• Reading passage
============

- Church: Episcopal Church
- Diocese: Upper South Carolina
- Elected: May 1953
- In office: 1953–1963
- Successor: John J. Gravatt
- Opposed to: John A. Pinckney

Orders
- Ordination: May 1937 by Albert Sidney Thomas
- Consecration: October 20, 1953 by Edwin A. Penick

Personal details
- Born: June 15, 1909 Washington, D.C., United States
- Died: April 11, 1963 (aged 53) Columbia, South Carolina, United States
- Buried: Trinity Cathedral yard
- Denomination: Episcopal
- Parents: Carl Adams Cole & Blanche Margaret Mack
- Spouse: Catherine Tate Powe
- Children: 6

= Clarence Alfred Cole =

Bishop of the Episcopal Diocese of Upper South Carolina

Clarence Alfred Cole (June 15, 1909 – April 11, 1963) was the third bishop of the Episcopal Diocese of Upper South Carolina, serving from 1953 to 1963.

==Early life and education==
Cole was born in Washington, D.C., on June 15, 1909. He was the son of Carl Adams Cole and Blanche Margaret Mack. He was first educated at public schools of Washington, D.C., before studying at Benjamin Franklin University from where he earned a Bachelor of Science in 1930. In 1933, he attended Duke University and graduated with a Bachelor of Arts. With a Bachelor of Divinity, he graduated in 1936 from the University of the South; he was awarded a Doctor of Divinity from the same university in 1954.

============

• Tasks and exercises
1) In the Clarence Alfred Cole biography, which bishop consecrated Cole, and on what date?
2) What academic degrees does the Clarence Alfred Cole biography say Cole received? Give each one with its institution and year.
3) Resume the Clarence Alfred Cole biography, picking up after its final sentence.
The material that follows has no connection to the Clarence Alfred Cole biography.

Records excerpted from a collection
============

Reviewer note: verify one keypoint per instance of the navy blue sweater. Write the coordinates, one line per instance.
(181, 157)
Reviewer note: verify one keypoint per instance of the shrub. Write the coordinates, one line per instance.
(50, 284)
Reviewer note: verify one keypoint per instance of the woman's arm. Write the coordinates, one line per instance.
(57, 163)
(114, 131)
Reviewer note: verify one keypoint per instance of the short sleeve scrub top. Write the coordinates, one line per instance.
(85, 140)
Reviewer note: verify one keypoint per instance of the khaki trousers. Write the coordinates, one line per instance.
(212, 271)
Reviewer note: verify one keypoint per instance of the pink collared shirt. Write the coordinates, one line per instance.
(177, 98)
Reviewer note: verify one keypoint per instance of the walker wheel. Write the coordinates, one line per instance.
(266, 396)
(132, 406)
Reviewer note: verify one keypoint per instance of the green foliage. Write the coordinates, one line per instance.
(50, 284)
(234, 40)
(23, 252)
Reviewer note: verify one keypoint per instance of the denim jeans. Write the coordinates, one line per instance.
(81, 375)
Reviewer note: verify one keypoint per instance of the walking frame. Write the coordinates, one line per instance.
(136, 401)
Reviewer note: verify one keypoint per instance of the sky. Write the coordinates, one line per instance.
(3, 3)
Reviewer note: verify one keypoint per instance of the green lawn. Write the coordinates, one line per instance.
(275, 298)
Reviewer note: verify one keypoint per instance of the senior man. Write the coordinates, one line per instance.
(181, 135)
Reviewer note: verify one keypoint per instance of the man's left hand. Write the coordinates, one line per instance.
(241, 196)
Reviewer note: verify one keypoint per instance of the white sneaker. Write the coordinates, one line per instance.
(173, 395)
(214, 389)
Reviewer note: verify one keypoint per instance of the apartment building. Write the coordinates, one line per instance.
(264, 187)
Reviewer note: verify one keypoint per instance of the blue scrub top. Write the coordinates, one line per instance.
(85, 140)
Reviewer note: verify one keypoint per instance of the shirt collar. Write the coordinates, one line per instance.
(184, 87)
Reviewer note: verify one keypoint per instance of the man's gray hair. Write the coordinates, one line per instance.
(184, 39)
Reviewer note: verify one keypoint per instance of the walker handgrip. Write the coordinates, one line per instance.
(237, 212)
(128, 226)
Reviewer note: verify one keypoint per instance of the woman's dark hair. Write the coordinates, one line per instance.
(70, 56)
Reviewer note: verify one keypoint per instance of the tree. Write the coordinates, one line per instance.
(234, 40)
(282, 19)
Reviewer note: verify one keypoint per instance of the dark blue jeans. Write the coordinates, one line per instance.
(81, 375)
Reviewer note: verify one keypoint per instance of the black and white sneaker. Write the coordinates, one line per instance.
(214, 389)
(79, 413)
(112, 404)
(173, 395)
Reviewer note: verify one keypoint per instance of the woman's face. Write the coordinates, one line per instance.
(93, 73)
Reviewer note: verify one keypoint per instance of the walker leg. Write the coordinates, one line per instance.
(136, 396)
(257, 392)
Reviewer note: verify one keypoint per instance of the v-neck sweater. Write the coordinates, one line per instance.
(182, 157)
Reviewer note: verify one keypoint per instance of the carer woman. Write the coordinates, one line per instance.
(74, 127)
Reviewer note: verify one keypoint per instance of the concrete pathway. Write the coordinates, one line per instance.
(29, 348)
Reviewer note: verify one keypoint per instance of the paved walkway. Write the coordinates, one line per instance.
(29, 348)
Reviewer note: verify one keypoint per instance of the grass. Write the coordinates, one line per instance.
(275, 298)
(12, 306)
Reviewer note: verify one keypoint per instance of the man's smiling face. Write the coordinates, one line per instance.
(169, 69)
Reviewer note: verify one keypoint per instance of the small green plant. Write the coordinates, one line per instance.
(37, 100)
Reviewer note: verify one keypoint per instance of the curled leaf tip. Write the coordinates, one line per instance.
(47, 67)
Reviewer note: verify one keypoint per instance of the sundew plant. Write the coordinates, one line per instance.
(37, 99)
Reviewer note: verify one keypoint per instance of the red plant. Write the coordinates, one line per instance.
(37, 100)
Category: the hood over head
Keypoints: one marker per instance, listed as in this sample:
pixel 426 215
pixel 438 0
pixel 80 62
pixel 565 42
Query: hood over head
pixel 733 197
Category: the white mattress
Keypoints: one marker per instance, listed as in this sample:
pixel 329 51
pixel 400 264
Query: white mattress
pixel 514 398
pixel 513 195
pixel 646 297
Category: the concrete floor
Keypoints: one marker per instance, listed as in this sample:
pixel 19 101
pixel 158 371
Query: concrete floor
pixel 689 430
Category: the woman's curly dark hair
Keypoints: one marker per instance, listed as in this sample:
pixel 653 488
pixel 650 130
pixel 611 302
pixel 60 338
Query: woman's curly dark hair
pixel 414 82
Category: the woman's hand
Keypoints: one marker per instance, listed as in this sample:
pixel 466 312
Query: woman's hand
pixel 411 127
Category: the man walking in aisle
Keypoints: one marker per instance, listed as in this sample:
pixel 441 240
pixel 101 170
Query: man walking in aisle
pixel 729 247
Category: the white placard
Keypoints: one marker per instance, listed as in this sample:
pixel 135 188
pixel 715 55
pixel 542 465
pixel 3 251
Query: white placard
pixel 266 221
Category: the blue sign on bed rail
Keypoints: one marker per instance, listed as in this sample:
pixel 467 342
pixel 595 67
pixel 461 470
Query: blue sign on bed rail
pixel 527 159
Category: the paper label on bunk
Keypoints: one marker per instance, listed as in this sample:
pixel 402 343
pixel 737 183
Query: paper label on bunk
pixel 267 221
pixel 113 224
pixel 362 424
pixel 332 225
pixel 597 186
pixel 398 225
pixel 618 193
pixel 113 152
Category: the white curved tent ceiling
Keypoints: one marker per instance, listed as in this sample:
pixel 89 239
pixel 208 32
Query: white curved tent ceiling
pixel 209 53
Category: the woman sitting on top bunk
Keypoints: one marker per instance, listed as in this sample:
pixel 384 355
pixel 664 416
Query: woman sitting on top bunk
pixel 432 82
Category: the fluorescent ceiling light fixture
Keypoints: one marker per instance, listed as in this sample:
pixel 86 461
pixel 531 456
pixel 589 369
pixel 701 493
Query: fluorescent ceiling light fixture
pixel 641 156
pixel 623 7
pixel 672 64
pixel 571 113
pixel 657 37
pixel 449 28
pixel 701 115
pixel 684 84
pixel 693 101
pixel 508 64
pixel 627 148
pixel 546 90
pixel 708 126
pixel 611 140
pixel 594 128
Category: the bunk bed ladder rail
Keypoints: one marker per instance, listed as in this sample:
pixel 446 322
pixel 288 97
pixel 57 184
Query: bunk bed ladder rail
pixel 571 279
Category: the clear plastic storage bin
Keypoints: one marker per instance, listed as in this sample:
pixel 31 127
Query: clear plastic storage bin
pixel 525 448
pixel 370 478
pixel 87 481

============

• Responses in order
1) Edwin A. Penick consecrated him on October 20, 1953.

2)
- Bachelor of Science, Benjamin Franklin University, 1930
- Bachelor of Arts, Duke University, 1933
- Bachelor of Divinity, University of the South, 1936
- Doctor of Divinity, University of the South, 1954

3)
==Ordained ministry==
Cole was ordained deacon in June 1936 by Bishop James E. Freeman of Washington and priest in May 1937 by Bishop Albert Sidney Thomas of South Carolina. He married Catherine Tate Powe on June 1, 1938, and together had six children. He served as assistant rector of Grace Church in Charleston, South Carolina, from 1936 till 1938, and then as rector of St Stephen's Church in Oxford, North Carolina. In 1941, he became rector of St Martin's Church in Charlotte, North Carolina, before becoming rector of St John's Church in Charleston, West Virginia on March 3, 1952.

==Episcopacy==
In May 1953, Cole was elected on the fifth ballot as Bishop of Upper South Carolina, during the 31st convention of the diocese. He was consecrated on October 20, 1953, in Trinity Cathedral in Columbia, South Carolina. He died in office in Providence Hospital, Columbia, South Carolina, after suffering from several heart attacks.